### GIVEN INSTRUCTION
Select every line in the stored data below that contains the string "rocky", matching case exactly, and copy each one.

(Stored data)
↓

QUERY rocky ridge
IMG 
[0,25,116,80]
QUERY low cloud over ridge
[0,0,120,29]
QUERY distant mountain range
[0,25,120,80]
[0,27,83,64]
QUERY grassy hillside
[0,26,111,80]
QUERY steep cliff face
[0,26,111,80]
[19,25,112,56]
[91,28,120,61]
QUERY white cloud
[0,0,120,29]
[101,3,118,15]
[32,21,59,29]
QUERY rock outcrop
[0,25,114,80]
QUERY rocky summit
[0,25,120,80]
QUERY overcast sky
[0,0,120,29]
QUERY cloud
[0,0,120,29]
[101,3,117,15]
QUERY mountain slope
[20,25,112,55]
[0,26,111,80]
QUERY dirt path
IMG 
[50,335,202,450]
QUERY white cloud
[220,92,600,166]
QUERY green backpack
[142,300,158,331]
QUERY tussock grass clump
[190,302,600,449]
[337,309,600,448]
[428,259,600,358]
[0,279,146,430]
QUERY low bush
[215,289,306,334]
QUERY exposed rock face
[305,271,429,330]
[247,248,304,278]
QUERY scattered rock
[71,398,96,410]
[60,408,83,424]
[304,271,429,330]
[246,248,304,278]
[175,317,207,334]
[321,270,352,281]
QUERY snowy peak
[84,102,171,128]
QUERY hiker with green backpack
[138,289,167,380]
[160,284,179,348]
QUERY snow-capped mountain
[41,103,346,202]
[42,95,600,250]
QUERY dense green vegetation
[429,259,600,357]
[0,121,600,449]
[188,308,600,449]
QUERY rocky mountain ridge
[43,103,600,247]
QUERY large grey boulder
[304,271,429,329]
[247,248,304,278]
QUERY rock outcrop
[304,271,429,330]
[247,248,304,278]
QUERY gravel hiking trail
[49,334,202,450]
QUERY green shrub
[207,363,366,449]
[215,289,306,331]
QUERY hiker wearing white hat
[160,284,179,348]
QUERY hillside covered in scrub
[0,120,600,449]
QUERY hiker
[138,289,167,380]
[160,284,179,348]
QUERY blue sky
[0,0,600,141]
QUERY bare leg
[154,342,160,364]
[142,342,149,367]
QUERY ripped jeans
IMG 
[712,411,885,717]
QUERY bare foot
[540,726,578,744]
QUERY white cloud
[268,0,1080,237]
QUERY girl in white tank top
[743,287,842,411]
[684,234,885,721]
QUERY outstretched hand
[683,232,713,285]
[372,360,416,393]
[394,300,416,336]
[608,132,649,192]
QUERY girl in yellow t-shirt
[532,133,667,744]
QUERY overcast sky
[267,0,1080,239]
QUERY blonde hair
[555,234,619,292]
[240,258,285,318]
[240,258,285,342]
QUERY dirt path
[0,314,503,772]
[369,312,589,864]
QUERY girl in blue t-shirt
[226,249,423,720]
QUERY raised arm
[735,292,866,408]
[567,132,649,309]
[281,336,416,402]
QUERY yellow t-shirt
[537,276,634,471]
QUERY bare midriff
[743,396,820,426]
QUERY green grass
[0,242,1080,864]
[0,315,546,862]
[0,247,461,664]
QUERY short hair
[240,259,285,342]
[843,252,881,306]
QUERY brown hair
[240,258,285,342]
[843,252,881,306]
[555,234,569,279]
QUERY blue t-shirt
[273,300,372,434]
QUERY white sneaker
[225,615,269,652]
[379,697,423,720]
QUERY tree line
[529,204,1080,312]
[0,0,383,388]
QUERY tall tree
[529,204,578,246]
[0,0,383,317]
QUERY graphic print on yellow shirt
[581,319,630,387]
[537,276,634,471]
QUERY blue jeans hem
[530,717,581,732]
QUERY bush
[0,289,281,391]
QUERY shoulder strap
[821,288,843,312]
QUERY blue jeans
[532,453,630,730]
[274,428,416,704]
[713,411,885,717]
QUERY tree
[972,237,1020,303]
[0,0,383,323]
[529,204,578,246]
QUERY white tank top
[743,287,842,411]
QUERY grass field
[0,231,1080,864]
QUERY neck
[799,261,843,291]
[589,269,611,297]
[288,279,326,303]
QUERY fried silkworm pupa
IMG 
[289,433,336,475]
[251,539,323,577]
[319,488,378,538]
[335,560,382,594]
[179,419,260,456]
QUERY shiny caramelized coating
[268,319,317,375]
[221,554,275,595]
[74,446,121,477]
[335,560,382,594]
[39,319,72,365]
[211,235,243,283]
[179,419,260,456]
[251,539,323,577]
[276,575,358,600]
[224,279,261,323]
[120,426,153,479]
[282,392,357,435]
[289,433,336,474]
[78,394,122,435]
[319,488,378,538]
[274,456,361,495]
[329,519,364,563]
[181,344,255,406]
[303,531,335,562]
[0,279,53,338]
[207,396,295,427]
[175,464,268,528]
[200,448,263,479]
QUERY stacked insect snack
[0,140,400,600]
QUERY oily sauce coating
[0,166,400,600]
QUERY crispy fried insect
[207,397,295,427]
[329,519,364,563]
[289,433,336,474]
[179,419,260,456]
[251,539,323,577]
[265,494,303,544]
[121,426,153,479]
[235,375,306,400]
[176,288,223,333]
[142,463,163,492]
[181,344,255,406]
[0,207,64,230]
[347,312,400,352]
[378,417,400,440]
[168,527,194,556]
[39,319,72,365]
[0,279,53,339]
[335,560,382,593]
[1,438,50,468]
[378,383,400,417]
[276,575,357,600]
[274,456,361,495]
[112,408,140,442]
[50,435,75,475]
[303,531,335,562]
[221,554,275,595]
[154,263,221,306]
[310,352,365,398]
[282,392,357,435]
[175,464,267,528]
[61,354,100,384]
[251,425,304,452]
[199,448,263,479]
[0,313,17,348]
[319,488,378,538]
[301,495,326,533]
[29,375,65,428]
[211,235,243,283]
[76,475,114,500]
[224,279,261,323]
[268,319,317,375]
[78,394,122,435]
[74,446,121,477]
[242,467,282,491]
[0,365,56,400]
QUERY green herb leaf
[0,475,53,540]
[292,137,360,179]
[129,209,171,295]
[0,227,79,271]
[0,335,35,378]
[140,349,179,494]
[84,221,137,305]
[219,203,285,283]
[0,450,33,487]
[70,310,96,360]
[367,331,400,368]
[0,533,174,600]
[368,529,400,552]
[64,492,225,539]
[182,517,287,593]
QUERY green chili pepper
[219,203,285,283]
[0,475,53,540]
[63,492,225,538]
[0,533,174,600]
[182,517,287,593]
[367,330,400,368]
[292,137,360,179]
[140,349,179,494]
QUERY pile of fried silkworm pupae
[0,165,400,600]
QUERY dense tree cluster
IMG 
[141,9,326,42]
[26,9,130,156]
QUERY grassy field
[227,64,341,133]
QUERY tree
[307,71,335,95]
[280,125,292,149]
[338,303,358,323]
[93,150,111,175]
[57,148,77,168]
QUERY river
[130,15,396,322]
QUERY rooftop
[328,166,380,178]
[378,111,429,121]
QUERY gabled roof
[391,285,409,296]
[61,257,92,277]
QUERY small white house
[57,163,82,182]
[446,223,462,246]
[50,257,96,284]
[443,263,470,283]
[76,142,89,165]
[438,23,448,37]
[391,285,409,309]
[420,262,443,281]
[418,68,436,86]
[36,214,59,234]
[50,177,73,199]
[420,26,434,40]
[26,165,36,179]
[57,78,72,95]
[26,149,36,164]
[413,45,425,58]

↑

### OUTPUT FOR THIS EXERCISE
QUERY rocky ridge
QUERY rocky summit
QUERY rocky mountain ridge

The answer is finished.